> _Written instruction_
Starting at the line that has "For the evaluation set, pick out each instance of the purple" and ending after the line that has "x=791 y=405", write out only those lines again, swapping "black bag" for "dark shoulder bag" and leaving everything else unchanged.

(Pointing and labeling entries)
- - - - -

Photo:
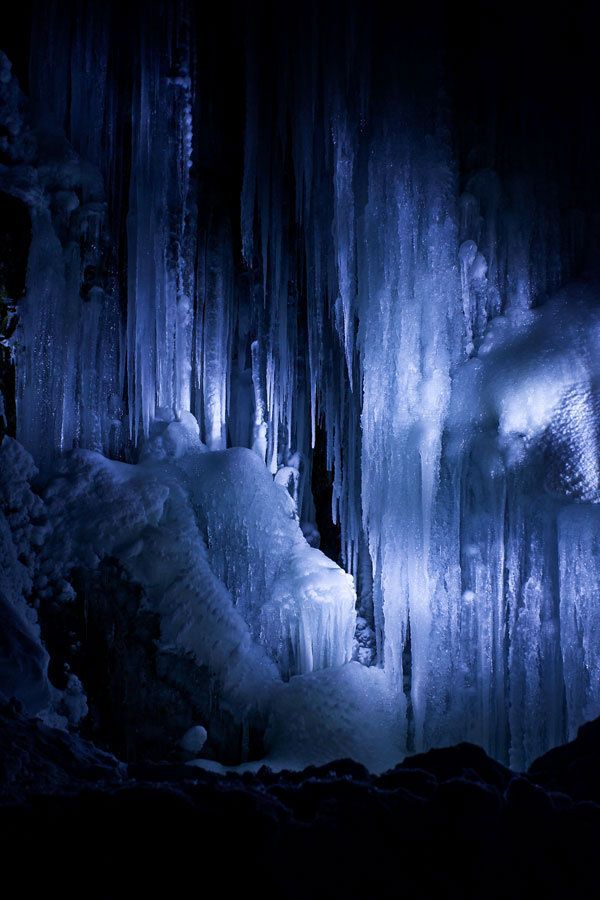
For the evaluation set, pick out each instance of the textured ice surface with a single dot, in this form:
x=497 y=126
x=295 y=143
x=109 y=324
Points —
x=23 y=659
x=298 y=603
x=379 y=300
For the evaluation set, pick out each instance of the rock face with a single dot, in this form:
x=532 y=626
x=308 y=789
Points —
x=451 y=822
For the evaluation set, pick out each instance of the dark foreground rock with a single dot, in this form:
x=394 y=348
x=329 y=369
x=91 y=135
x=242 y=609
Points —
x=453 y=822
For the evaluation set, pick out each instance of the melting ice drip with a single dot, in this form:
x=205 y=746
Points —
x=404 y=341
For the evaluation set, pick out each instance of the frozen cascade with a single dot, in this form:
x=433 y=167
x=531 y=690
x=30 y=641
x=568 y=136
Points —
x=379 y=292
x=298 y=604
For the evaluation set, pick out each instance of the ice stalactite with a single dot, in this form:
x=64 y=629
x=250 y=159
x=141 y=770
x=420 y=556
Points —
x=383 y=287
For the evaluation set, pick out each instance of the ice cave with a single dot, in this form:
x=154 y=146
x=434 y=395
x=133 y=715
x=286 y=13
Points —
x=300 y=419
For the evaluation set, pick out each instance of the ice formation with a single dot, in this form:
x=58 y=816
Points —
x=379 y=298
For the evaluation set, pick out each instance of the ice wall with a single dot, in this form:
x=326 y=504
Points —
x=380 y=286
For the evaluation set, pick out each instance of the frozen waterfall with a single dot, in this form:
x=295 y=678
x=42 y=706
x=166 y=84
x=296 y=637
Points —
x=427 y=320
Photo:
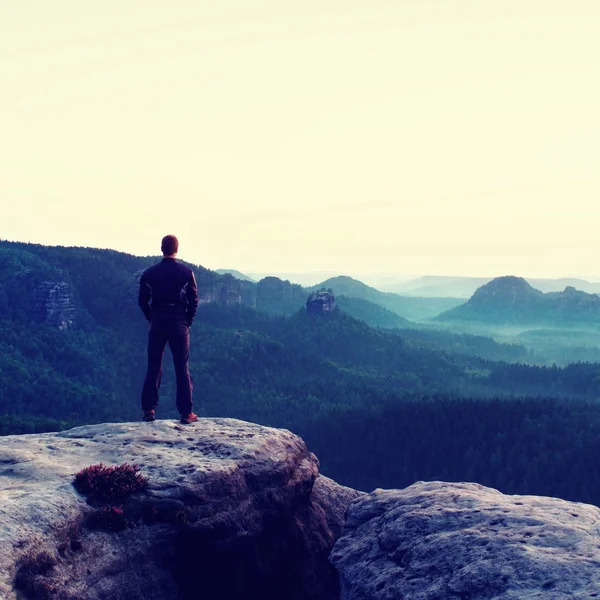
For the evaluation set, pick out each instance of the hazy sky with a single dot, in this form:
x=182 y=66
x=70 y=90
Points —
x=413 y=136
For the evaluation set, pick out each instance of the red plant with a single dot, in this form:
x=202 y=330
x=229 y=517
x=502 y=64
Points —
x=105 y=484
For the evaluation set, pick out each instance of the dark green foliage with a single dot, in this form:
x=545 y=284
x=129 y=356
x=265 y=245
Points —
x=108 y=484
x=371 y=313
x=520 y=446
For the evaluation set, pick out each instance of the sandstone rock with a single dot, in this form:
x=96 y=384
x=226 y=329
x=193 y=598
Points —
x=320 y=302
x=232 y=510
x=445 y=541
x=54 y=302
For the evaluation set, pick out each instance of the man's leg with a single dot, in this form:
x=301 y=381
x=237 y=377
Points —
x=157 y=340
x=179 y=342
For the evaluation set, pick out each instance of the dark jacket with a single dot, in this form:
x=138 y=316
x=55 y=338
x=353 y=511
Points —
x=168 y=289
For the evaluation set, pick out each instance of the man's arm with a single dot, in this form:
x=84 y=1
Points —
x=191 y=293
x=144 y=297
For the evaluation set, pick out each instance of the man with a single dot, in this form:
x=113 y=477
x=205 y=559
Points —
x=168 y=298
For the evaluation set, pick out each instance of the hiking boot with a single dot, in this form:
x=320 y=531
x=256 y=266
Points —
x=148 y=416
x=187 y=419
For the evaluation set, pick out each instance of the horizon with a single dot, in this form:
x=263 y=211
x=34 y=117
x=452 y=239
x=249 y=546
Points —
x=364 y=277
x=423 y=138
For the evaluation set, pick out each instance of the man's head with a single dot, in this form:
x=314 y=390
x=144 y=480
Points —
x=169 y=245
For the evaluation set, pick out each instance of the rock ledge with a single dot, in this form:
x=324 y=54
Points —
x=259 y=519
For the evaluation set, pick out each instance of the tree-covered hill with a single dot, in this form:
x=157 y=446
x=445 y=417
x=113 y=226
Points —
x=512 y=300
x=409 y=307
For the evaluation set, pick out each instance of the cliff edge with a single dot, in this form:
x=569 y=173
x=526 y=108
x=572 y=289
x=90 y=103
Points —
x=231 y=510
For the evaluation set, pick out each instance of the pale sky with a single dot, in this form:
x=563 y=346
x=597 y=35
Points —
x=457 y=137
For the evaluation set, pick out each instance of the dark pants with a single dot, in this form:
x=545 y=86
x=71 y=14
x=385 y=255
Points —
x=177 y=333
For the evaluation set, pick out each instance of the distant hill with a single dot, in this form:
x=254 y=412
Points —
x=465 y=287
x=512 y=300
x=371 y=313
x=236 y=274
x=412 y=308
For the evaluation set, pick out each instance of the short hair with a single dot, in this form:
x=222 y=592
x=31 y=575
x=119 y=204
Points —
x=169 y=245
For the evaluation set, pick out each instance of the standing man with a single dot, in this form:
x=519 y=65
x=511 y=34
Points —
x=168 y=298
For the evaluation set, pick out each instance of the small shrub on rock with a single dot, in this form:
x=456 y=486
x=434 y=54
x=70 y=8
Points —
x=106 y=484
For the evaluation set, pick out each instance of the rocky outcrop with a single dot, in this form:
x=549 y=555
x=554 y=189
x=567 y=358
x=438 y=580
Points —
x=458 y=541
x=320 y=301
x=54 y=303
x=231 y=510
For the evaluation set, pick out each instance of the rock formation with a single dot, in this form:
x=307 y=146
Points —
x=459 y=541
x=320 y=301
x=232 y=510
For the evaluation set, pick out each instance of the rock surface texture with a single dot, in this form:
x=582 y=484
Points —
x=462 y=541
x=231 y=510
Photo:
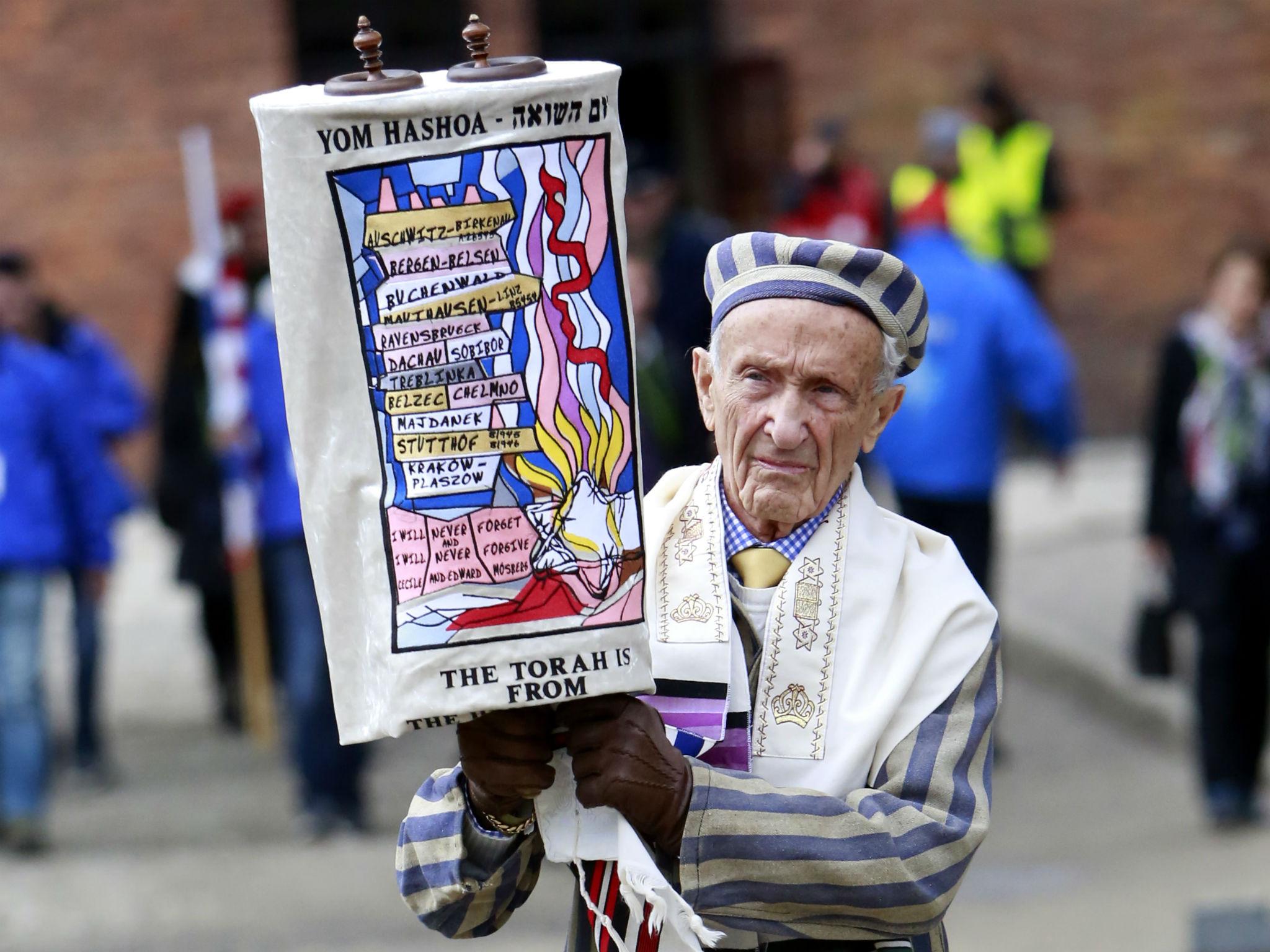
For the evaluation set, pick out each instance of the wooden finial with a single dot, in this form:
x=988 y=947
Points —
x=481 y=68
x=374 y=77
x=477 y=37
x=367 y=43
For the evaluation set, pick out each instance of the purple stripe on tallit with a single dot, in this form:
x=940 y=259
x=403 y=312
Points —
x=668 y=702
x=732 y=753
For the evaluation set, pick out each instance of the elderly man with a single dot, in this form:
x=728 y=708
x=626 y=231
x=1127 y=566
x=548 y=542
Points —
x=815 y=762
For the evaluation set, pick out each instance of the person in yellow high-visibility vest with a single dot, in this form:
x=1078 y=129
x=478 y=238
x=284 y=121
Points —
x=1008 y=165
x=969 y=207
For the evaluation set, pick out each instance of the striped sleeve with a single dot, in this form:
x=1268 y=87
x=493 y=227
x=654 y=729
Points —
x=884 y=862
x=442 y=883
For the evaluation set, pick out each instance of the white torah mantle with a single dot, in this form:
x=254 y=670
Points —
x=447 y=270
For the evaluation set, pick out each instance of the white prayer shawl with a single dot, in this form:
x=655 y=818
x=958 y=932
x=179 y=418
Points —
x=874 y=625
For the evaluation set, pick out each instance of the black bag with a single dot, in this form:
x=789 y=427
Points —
x=1152 y=645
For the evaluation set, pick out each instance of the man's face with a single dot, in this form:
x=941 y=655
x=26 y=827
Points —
x=791 y=405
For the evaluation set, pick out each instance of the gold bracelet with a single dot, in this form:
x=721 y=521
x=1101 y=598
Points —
x=508 y=829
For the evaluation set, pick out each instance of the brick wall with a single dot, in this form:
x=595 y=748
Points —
x=1161 y=113
x=94 y=98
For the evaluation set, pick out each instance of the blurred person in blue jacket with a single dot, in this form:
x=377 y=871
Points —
x=990 y=350
x=113 y=408
x=52 y=511
x=329 y=775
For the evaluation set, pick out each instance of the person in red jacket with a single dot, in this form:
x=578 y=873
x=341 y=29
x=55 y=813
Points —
x=830 y=195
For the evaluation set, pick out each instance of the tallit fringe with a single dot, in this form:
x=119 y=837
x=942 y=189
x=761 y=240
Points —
x=602 y=922
x=636 y=890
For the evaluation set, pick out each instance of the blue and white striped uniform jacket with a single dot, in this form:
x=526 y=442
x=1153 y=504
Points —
x=882 y=863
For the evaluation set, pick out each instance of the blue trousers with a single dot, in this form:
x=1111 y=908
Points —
x=88 y=655
x=23 y=721
x=329 y=774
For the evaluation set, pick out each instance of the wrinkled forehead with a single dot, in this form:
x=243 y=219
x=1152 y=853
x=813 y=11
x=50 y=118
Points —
x=830 y=340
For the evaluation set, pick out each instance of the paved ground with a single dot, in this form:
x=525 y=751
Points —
x=1096 y=840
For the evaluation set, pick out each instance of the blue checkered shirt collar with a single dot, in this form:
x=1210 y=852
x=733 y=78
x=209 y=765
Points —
x=737 y=537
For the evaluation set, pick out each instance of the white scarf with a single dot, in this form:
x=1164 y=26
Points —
x=873 y=626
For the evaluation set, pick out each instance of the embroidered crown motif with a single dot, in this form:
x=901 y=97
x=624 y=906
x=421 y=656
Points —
x=793 y=706
x=693 y=609
x=691 y=530
x=807 y=603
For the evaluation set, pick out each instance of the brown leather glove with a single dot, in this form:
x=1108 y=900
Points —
x=507 y=760
x=621 y=758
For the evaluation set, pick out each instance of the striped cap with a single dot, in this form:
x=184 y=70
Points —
x=761 y=265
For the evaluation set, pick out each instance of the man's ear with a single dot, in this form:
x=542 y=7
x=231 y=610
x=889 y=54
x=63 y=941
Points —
x=703 y=376
x=884 y=409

- - - - -

> _Finished answer_
For the evaluation set, pick out each instance of the purple stripe on tallit with a single dot, in this form:
x=940 y=259
x=403 y=312
Points —
x=668 y=702
x=732 y=753
For the evaluation set, pick out each instance of the elderly man with a single dot, in this form:
x=728 y=708
x=626 y=231
x=1127 y=566
x=548 y=542
Points —
x=815 y=762
For the evaluation set, pick out each instance of the person in yellow high-visibility vest with a single dot, in this form:
x=1078 y=129
x=478 y=238
x=284 y=121
Points —
x=1008 y=165
x=969 y=207
For the evaluation set, pick out each instance of the striped sleeve with a single dot, in this form:
x=1268 y=87
x=493 y=227
x=654 y=729
Points —
x=884 y=862
x=442 y=883
For the evaluation set, pick out each instance of the white torah mantle with a single dot, in this form:
x=254 y=670
Points —
x=447 y=270
For the evaluation set, pick out each instance of the white prayer shawl with a single dot, in this form:
x=655 y=818
x=958 y=932
x=179 y=418
Points —
x=874 y=625
For the evaluation set, pick out each instance of the dark shoulder bag with a single dot, in this form:
x=789 y=427
Points —
x=1152 y=645
For the evaluation set, pick out each instance of the man's face with a single dot, in this form:
x=941 y=655
x=26 y=827
Points —
x=791 y=405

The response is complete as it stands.